=== TASK DIRECTIONS ===
The line that contains "of the black-framed" marks the end: retype the data below exactly from its first line through that line.

=== Point-per-instance localization data ===
--------------------------------

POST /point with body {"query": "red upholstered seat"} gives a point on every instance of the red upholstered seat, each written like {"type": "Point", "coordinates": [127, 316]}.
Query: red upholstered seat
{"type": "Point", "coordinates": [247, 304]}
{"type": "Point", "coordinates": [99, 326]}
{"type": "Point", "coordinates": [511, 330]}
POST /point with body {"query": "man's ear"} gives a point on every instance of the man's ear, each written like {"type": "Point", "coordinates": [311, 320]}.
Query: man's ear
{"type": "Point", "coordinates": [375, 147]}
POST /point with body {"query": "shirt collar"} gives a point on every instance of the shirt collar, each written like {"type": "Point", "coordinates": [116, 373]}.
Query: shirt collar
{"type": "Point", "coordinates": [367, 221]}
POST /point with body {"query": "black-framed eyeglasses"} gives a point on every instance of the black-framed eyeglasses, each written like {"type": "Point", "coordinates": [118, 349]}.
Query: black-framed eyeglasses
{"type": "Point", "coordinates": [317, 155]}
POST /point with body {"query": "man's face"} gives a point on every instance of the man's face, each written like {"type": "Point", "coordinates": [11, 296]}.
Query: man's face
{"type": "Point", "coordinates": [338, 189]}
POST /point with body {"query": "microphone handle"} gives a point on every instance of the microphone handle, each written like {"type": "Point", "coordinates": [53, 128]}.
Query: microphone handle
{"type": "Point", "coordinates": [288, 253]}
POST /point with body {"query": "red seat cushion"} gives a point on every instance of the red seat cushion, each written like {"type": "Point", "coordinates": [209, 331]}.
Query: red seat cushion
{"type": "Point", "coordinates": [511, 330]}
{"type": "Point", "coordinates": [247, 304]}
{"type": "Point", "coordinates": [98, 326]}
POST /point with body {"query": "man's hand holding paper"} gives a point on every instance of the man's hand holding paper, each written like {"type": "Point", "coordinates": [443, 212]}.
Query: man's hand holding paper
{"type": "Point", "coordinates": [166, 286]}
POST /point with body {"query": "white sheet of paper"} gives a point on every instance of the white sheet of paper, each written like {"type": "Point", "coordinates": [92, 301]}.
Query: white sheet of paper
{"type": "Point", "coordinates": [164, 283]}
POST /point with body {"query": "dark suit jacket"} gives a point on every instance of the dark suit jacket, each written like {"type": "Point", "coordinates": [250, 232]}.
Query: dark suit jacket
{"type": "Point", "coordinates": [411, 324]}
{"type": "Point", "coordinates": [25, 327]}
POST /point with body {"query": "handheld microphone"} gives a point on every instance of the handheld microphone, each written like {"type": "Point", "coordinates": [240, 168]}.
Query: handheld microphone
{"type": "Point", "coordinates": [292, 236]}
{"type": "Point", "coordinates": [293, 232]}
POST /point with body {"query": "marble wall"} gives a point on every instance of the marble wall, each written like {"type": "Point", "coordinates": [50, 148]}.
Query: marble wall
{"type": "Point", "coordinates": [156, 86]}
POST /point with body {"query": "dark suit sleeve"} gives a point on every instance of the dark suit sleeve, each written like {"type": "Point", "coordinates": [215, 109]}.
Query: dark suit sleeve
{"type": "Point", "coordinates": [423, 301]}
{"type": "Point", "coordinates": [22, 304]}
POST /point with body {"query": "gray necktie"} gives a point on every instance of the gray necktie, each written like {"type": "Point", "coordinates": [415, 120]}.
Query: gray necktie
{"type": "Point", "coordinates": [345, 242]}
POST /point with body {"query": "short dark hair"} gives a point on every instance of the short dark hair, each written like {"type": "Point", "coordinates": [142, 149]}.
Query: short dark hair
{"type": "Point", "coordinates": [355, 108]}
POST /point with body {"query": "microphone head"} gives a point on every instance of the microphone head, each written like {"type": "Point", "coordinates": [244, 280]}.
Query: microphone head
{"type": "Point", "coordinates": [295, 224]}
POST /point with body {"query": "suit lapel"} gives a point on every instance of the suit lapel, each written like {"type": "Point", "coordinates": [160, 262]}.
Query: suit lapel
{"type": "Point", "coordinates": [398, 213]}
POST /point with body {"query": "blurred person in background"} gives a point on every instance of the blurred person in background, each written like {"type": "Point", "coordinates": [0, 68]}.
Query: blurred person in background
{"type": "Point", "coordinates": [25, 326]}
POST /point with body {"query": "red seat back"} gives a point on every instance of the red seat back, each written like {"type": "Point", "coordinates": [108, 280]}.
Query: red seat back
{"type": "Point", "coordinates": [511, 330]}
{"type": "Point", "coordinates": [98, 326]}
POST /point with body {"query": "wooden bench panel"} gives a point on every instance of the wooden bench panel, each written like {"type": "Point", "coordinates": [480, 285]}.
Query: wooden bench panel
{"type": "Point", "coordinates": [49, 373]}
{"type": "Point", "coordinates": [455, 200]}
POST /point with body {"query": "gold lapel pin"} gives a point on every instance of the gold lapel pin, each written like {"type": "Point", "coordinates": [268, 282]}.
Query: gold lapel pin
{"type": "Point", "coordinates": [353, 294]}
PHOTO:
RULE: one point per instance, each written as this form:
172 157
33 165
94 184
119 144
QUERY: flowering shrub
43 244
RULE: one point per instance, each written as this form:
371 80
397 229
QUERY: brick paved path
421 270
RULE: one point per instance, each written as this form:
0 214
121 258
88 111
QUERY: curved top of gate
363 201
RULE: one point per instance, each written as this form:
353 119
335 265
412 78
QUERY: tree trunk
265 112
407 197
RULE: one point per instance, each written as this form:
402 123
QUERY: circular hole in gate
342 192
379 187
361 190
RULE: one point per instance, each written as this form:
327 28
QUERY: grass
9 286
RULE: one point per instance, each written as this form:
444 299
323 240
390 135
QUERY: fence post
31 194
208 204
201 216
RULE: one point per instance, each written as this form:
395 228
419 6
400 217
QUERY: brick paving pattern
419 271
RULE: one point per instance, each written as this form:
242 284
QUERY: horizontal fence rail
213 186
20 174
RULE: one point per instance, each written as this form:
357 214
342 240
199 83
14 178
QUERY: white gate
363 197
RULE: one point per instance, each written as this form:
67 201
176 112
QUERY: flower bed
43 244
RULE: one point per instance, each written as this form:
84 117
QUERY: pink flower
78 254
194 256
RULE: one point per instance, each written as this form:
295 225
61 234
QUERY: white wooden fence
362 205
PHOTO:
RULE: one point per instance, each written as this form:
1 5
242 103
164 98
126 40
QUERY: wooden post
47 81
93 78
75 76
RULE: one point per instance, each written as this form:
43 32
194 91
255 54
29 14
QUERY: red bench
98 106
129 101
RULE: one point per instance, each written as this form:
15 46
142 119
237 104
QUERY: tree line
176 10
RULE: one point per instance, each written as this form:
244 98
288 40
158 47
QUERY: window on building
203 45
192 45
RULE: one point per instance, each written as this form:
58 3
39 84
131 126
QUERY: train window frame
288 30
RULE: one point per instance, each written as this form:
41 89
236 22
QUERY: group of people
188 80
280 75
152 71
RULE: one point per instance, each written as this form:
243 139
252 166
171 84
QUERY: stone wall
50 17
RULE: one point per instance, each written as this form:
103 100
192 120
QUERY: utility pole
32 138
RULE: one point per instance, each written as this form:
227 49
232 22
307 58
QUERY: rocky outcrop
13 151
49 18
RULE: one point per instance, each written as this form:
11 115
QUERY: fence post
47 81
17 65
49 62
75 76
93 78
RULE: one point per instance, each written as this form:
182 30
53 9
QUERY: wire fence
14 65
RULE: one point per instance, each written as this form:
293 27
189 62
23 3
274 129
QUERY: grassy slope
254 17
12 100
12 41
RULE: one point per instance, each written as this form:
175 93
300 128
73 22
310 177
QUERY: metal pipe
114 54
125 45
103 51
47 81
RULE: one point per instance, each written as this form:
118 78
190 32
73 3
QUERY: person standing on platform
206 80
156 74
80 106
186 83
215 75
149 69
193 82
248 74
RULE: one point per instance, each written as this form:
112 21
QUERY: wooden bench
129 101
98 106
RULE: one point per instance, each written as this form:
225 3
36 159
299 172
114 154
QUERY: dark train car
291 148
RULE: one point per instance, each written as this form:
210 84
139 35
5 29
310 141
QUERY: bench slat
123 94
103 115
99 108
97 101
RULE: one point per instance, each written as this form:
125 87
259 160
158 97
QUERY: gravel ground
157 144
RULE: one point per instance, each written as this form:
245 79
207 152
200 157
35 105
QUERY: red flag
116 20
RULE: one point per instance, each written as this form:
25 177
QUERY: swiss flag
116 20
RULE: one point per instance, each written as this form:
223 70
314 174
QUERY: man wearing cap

--------------------------------

=== SOLUTION FOR THIS TASK ===
POST /point with body {"query": "red upholstered seat"} gives a point on every instance of the red upholstered seat, each written like {"type": "Point", "coordinates": [127, 316]}.
Query: red upholstered seat
{"type": "Point", "coordinates": [247, 304]}
{"type": "Point", "coordinates": [99, 326]}
{"type": "Point", "coordinates": [511, 330]}
POST /point with body {"query": "man's ear"} gives a point on every instance of the man's ear, each written like {"type": "Point", "coordinates": [311, 320]}.
Query: man's ear
{"type": "Point", "coordinates": [375, 147]}
POST /point with body {"query": "shirt collar"} gives a point on every instance of the shirt collar, each written like {"type": "Point", "coordinates": [116, 373]}.
Query: shirt collar
{"type": "Point", "coordinates": [367, 221]}
POST /point with body {"query": "black-framed eyeglasses"} gives a point on every instance of the black-framed eyeglasses, each written like {"type": "Point", "coordinates": [118, 349]}.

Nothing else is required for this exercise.